Faccia però attenzione: è vero che il concetto riflesso nel cervello non è il concetto; ma è proprio in virtù del suo riflesso che ci è dato scoprire, levando in alto lo sguardo, il concetto reale.
E’ questa la ragione per la quale, intorno alla realtà riflessa (alla realtà della parvenza o del non-essere), infuria un’aspra “lotta spirituale” tra le entità (micaelite), che sollecitano l’uomo a servirsene per innalzare lo sguardo al suo essere spirituale, e quelle (arimaniche), che lo spingono di contro a servirsene per abbassare lo sguardo al suo presunto essere materiale o submateriale.
In questa seconda direzione si muove la scienza attuale che, per dirla in termini Zen, altro non fa che dragare metodicamente lo stagno, nell’illusione di trovarvi la realtà della luna che vi si riflette.

- [Dati grezzi]:

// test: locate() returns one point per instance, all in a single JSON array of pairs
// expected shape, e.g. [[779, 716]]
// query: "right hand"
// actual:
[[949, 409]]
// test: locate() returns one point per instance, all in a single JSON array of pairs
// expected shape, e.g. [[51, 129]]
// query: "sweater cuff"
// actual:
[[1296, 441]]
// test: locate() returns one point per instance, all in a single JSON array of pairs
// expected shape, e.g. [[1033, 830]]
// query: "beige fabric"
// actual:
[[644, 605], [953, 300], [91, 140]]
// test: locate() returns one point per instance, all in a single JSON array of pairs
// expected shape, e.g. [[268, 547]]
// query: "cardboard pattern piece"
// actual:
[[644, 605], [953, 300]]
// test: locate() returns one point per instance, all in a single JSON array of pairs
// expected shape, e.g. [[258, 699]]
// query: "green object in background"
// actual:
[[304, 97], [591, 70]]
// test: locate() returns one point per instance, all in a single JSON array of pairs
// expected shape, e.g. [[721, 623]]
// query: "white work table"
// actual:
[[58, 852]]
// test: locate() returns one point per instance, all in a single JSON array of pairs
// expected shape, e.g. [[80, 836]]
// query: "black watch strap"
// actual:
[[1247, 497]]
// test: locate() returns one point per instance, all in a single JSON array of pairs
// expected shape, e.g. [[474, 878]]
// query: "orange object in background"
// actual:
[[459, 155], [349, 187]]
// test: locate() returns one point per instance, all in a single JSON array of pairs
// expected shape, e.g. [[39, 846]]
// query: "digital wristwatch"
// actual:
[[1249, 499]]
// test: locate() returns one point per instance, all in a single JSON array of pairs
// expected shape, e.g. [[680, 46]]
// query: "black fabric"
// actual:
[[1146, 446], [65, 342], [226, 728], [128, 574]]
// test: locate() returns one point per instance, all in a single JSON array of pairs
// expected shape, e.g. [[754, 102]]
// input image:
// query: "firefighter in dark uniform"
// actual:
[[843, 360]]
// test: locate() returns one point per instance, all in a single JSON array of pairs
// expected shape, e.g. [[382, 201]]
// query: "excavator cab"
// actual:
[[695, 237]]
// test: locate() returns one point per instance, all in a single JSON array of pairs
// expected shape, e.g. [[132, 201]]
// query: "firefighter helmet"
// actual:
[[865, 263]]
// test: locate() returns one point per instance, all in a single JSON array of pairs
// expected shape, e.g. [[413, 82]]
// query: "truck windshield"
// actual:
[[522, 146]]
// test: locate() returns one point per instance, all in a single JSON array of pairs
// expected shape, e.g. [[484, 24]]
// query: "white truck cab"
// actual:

- [Obiettivo 1]: Nell'estratto sul concetto riflesso, con quale nome vengono indicate le entità che spingono l'uomo ad abbassare lo sguardo al suo presunto essere materiale o submateriale?
- [Obiettivo 2]: Cita dall'estratto sul concetto riflesso tutto il passo che va da "E’ questa la" giù fino a "vi si riflette.".
- [Obiettivo 3]: Scrivi il seguito dell'estratto sul concetto riflesso, riprendendo dal punto in cui si ferma.

- [Risposta corretta 1]: Arimaniche.

- [Risposta corretta 2]:
E’ questa la ragione per la quale, intorno alla realtà riflessa (alla realtà della parvenza o del non-essere), infuria un’aspra “lotta spirituale” tra le entità (micaelite), che sollecitano l’uomo a servirsene per innalzare lo sguardo al suo essere spirituale, e quelle (arimaniche), che lo spingono di contro a servirsene per abbassare lo sguardo al suo presunto essere materiale o submateriale.
In questa seconda direzione si muove la scienza attuale che, per dirla in termini Zen, altro non fa che dragare metodicamente lo stagno, nell’illusione di trovarvi la realtà della luna che vi si riflette.

- [Risposta corretta 3]:
“Innalzare lo sguardo” significa però “innalzare il pensiero”, cominciando col portarlo dall’ordinario livello statico o rappresentativo a quello dinamico o immaginativo. Tra l’esperienza indiretta della realtà del concetto e quella diretta, si colloca infatti l’esperienza viva del pensare (quale forza, movimento o attività).

Risposta a una domanda
Vede, gli empiristi sostengono che il concetto lo si ricava o astrae dalla percezione; ciò vale, però, non per il concetto (in sé), ma per la nostra coscienza del concetto.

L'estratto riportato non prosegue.